## EXERCISE
Swap "Example query" for "Sample query" in the stretch from the start of the entries through the line containing "[613,158,624,198]". Reproduce only that stretch, with everything else left unchanged.

## EXERCISE INPUTS
--

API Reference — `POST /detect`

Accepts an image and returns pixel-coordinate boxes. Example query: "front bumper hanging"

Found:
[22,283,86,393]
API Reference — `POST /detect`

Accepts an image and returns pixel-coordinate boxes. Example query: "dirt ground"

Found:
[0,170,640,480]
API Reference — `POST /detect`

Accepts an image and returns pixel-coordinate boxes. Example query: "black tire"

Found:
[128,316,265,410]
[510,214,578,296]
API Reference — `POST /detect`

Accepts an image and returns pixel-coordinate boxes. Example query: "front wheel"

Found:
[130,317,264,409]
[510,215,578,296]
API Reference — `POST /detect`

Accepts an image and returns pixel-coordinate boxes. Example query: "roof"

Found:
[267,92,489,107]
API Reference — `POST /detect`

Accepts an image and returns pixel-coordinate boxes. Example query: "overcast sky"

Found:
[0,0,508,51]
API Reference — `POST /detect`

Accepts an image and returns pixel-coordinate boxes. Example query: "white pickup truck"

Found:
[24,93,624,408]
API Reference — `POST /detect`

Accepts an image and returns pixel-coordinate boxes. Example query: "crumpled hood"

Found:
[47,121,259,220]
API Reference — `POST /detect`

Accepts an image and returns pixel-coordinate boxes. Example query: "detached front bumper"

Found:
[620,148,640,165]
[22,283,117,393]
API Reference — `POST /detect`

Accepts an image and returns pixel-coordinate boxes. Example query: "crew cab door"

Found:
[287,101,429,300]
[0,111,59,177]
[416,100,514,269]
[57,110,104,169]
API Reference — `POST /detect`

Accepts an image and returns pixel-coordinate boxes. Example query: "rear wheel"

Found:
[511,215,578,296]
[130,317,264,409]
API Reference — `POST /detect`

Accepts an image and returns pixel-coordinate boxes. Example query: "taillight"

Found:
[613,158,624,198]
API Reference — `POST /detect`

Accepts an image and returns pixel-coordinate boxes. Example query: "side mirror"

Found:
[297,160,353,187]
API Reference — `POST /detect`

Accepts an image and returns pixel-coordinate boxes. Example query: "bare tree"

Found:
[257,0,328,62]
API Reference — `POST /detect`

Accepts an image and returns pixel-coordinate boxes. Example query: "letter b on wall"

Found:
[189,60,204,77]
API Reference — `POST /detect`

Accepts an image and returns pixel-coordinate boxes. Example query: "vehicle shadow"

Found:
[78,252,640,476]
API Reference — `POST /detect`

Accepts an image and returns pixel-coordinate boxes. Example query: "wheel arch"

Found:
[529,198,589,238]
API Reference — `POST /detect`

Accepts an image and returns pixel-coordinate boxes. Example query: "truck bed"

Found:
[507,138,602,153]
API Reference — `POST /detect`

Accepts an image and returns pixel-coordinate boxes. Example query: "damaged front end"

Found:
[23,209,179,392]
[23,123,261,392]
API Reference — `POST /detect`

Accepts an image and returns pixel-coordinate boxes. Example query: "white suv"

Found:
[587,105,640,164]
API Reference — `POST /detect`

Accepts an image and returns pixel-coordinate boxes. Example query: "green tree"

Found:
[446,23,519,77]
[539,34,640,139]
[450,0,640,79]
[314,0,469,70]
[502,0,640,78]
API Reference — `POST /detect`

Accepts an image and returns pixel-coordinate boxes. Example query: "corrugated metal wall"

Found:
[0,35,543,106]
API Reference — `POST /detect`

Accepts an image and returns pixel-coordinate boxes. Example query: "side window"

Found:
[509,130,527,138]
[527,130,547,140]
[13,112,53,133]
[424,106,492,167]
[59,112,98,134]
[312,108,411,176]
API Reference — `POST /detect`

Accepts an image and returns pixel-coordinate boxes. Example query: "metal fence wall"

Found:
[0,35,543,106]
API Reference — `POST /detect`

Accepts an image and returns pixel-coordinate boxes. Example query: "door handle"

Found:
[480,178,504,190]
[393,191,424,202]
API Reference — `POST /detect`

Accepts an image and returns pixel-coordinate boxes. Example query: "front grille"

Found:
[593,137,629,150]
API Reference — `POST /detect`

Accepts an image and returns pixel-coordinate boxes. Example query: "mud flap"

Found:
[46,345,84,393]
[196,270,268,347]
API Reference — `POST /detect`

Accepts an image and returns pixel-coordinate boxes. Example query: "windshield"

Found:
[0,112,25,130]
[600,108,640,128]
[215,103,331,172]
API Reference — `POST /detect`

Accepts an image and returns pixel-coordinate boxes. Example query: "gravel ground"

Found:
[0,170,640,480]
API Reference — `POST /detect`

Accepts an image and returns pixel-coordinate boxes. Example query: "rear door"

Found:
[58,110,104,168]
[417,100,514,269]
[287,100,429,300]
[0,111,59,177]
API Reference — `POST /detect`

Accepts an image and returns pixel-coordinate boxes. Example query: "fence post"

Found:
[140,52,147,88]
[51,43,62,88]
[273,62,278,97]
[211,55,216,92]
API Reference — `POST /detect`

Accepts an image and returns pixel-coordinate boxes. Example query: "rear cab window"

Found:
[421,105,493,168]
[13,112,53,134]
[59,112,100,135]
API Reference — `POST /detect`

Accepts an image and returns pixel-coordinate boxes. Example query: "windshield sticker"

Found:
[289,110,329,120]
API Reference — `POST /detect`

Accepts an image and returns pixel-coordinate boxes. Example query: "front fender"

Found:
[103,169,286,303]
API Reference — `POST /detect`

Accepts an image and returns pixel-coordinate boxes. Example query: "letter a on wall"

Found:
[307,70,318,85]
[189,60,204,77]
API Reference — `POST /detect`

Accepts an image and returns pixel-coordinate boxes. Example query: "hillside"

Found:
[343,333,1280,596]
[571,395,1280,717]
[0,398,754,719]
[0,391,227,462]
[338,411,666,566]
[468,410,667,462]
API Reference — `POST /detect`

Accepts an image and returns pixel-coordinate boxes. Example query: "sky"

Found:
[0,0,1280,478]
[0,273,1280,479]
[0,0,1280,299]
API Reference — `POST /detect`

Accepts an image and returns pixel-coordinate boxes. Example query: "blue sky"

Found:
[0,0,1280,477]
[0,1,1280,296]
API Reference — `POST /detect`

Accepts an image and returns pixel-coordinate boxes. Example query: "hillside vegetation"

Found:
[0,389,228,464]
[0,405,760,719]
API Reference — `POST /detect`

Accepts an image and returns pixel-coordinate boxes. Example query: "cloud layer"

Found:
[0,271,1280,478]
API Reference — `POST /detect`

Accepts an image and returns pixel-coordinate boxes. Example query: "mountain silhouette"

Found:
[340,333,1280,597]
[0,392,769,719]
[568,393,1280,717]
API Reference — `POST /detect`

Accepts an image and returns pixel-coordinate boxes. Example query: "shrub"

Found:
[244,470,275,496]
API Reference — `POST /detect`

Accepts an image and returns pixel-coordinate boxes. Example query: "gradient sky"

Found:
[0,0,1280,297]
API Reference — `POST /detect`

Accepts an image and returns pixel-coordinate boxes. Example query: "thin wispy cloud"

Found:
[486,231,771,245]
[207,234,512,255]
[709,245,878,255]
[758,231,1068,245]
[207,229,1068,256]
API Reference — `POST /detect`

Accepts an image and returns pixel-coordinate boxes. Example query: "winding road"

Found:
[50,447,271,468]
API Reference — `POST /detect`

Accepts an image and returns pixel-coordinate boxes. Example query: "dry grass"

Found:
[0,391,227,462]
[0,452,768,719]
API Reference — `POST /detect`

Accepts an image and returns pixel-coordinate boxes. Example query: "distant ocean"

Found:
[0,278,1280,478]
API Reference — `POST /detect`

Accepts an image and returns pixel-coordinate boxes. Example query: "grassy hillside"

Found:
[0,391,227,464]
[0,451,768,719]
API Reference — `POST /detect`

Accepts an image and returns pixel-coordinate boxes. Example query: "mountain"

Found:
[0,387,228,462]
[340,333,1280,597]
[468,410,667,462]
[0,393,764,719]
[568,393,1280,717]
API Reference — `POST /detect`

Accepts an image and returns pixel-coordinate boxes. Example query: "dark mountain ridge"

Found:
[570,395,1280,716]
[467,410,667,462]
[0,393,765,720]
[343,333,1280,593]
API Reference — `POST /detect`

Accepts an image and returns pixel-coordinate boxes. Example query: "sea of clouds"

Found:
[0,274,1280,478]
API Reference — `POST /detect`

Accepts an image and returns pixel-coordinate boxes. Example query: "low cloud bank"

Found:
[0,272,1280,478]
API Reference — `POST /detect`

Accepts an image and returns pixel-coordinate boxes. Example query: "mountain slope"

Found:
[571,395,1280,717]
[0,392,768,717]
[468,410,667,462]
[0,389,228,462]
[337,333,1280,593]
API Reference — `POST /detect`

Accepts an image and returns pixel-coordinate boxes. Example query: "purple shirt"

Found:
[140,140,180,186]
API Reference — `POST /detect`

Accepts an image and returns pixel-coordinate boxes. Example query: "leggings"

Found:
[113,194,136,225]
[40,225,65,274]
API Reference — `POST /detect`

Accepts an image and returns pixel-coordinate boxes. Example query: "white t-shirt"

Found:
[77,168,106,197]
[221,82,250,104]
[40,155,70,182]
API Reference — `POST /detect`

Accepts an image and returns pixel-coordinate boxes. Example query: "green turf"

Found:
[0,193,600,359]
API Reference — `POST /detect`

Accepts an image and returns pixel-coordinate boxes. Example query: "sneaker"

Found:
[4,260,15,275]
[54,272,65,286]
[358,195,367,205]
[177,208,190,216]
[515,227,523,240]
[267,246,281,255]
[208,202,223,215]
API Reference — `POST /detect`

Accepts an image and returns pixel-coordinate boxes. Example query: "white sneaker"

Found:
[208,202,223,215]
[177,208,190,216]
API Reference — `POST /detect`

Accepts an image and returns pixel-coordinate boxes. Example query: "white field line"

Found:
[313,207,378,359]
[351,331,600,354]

--

## WORKED ANSWER
API Reference — `POST /detect`

Accepts an image and returns pixel-coordinate boxes. Sample query: "front bumper hanging"

Found:
[22,283,86,393]
API Reference — `POST /detect`

Accepts an image and returns pixel-coordinate boxes. Sample query: "dirt ground"

Found:
[0,170,640,480]
API Reference — `POST /detect`

Accepts an image and returns pixel-coordinate boxes. Sample query: "black tire"

Found:
[128,316,265,410]
[510,214,578,296]
API Reference — `POST /detect`

Accepts an image and returns pixel-coordinate boxes. Sample query: "front wheel"

Found:
[130,317,264,409]
[510,215,578,296]
API Reference — `POST /detect`

Accepts an image and returns pixel-coordinate boxes. Sample query: "roof"

Found:
[267,92,489,107]
API Reference — `POST /detect`

Accepts an image and returns pixel-coordinate boxes. Sample query: "overcast sky"

Found:
[0,0,508,51]
API Reference — `POST /detect`

Accepts an image and returns pixel-coordinate boxes. Sample query: "white pickup truck"

Found:
[24,93,624,408]
API Reference — `POST /detect`

Accepts an image and returns pixel-coordinate boxes. Sample query: "crumpled hood"

Found:
[47,121,259,220]
API Reference — `POST /detect`

Accepts an image and returns pixel-coordinate boxes. Sample query: "detached front bumper"

Found:
[620,148,640,165]
[22,283,117,393]
API Reference — `POST /detect`

Accepts an image and returns pixel-coordinate boxes. Sample query: "crew cab door"

Found:
[287,101,429,300]
[0,111,59,177]
[416,100,514,269]
[57,110,104,169]
API Reference — `POST /detect`

Accepts an image and returns pixel-coordinate boxes. Sample query: "rear wheel"

Found:
[511,215,578,296]
[130,317,264,409]
API Reference — `POST /detect`

Accepts an image and returns pixel-coordinate boxes. Sample query: "taillight"

Found:
[613,158,624,198]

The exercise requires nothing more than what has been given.